▶ _PROBLEM DESCRIPTION_: List every line of the records below that contains the word "stone", copying each line in full.

---------- RECORDS SHOWN

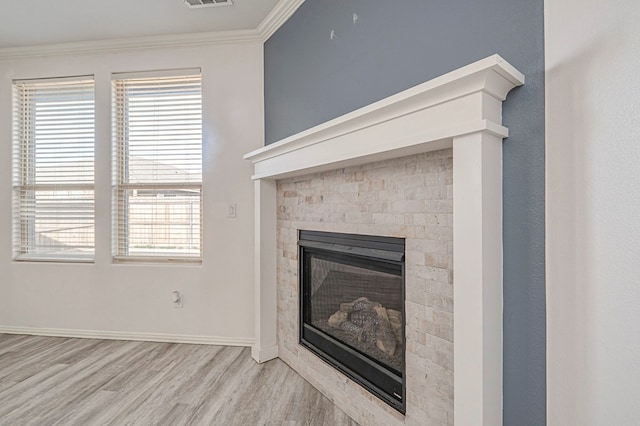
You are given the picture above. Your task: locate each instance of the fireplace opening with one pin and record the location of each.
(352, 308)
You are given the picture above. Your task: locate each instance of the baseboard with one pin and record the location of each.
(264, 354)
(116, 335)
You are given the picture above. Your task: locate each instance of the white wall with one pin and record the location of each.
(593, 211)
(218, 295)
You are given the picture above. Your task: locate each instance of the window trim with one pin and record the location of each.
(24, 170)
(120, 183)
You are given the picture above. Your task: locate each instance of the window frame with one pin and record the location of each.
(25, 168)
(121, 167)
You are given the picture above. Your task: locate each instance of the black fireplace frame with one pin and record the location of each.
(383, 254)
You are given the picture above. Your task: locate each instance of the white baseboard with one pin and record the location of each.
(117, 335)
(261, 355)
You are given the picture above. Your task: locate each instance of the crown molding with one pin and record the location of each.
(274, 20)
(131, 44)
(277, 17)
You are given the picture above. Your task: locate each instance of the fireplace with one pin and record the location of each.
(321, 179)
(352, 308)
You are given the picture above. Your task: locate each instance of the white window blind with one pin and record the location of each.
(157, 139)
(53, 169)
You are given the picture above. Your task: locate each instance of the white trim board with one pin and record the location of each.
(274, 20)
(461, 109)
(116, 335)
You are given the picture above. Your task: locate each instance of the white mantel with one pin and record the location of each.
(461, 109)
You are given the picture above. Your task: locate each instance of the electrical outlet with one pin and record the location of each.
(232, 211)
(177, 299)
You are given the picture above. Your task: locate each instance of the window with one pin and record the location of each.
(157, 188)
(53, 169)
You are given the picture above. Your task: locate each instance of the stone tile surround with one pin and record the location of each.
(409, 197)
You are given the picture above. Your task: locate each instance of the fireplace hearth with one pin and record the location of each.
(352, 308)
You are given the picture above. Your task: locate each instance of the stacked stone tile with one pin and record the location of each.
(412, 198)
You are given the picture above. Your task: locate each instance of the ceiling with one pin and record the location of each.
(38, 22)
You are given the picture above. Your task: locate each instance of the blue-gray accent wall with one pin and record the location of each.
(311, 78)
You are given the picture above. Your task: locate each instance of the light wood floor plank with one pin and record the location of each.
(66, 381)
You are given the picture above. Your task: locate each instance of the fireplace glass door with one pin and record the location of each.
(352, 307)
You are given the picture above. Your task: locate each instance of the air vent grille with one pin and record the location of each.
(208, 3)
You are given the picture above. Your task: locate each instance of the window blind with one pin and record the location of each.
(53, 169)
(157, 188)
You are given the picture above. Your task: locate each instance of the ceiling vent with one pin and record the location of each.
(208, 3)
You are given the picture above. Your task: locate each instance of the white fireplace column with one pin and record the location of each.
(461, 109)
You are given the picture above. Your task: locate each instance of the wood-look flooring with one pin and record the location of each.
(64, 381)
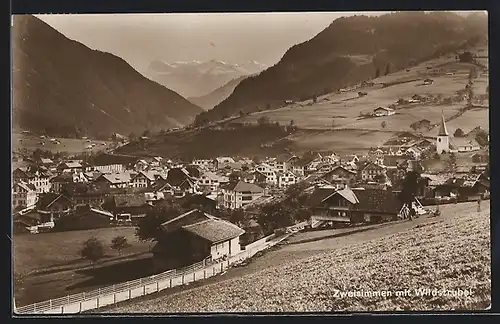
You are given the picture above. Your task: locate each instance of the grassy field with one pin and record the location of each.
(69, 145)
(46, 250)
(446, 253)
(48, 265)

--------------------
---------- RECORDS SHOWN

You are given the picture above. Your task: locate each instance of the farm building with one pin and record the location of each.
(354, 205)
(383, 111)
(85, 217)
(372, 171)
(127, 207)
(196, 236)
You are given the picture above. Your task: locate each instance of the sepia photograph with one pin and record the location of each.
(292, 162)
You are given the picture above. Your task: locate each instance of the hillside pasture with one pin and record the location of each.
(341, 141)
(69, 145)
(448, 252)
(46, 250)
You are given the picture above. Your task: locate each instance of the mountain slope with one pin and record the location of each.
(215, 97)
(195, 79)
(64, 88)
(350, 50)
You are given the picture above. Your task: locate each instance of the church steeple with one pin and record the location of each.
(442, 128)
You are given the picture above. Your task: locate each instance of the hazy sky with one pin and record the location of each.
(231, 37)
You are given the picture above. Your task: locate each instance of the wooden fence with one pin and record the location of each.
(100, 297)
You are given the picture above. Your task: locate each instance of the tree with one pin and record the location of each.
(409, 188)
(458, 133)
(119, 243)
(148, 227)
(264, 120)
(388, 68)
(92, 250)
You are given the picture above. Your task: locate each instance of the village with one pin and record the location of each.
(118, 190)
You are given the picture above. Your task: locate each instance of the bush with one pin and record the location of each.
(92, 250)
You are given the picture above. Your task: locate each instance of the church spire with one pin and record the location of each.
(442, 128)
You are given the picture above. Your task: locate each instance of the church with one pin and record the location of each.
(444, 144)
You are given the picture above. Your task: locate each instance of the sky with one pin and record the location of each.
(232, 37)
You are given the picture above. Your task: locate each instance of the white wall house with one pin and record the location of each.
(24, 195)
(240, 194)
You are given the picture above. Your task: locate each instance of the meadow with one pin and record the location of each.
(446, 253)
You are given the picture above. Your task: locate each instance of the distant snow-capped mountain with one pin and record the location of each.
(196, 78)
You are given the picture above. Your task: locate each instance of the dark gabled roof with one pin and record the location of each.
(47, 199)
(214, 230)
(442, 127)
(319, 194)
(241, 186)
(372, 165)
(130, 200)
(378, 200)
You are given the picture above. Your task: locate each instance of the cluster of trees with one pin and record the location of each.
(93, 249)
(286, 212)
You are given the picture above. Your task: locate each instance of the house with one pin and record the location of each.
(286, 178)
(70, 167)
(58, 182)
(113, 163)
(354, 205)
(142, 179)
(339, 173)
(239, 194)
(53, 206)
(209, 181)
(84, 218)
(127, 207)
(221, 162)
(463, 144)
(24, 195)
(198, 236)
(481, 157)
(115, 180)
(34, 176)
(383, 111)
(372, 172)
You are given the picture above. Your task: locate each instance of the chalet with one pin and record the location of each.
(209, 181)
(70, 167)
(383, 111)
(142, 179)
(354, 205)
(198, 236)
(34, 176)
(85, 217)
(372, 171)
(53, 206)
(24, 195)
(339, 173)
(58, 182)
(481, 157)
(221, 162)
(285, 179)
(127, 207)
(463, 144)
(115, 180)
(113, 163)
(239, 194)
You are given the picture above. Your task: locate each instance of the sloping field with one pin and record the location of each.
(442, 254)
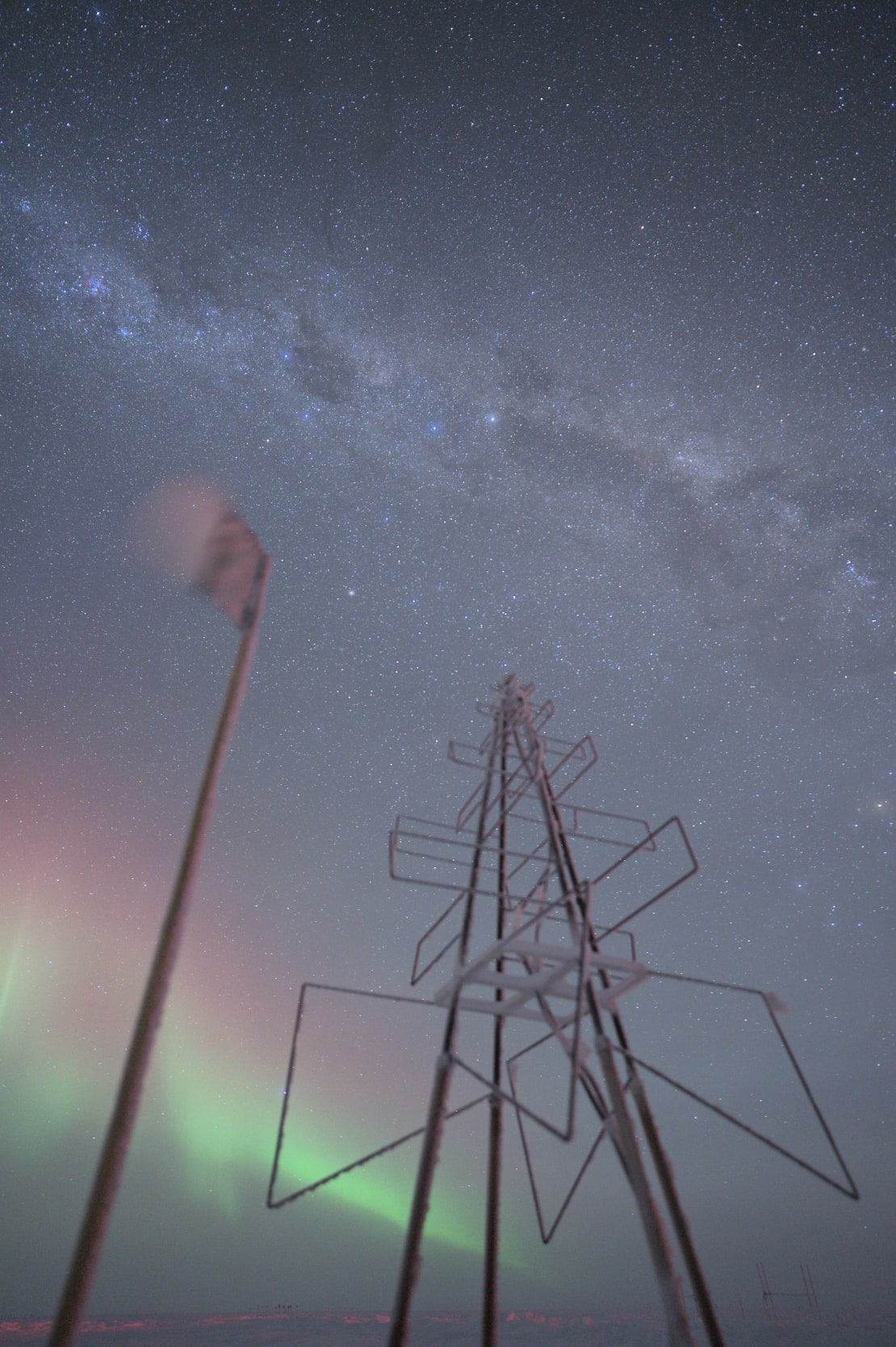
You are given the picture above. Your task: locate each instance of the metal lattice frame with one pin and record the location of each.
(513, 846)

--------------------

▶ _WORKED ANSWER_:
You are given the picture above. Your task: locate each instance of the stone tile surround with one pin and record the location of each.
You are given the picture above. Your task: locate each instance of the stacked stone tile with one pin and record the location of each.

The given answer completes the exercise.